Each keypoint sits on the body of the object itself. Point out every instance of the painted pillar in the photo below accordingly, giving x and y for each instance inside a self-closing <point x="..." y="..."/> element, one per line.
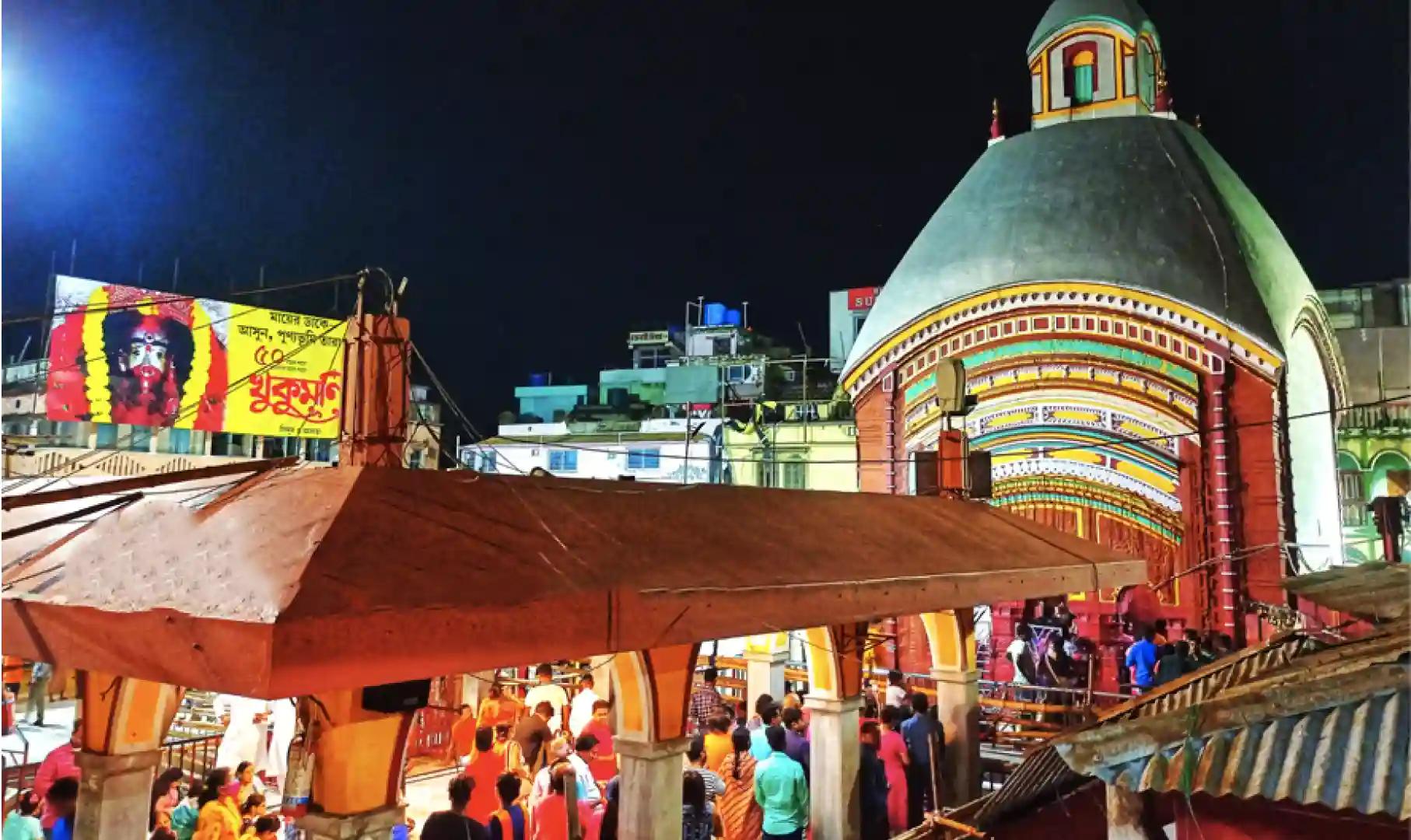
<point x="124" y="725"/>
<point x="834" y="754"/>
<point x="360" y="757"/>
<point x="652" y="694"/>
<point x="1125" y="815"/>
<point x="951" y="635"/>
<point x="765" y="656"/>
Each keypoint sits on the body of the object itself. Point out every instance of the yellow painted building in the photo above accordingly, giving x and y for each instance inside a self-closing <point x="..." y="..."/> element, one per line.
<point x="795" y="445"/>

§ Problem: Update the material above by swapping every instance of "painted" for "decorated" and leaving everything else unchanged. Omit the pictures from your answer.

§ Exercise response:
Each keypoint sits on the body of the object itself. Point out every instance of the decorated pillar in the photo below accordingly, giving x and y for each instance inside a self-closing <point x="..." y="..."/> element, one per line.
<point x="124" y="725"/>
<point x="834" y="754"/>
<point x="360" y="757"/>
<point x="652" y="694"/>
<point x="1125" y="815"/>
<point x="951" y="635"/>
<point x="765" y="656"/>
Each keypoint sits on the body of the object itself. Point out every instance of the yellow decorated building in the photo above accordingly, giving x and y for each instance inside a self-closing <point x="..." y="..."/> element, one per line.
<point x="795" y="445"/>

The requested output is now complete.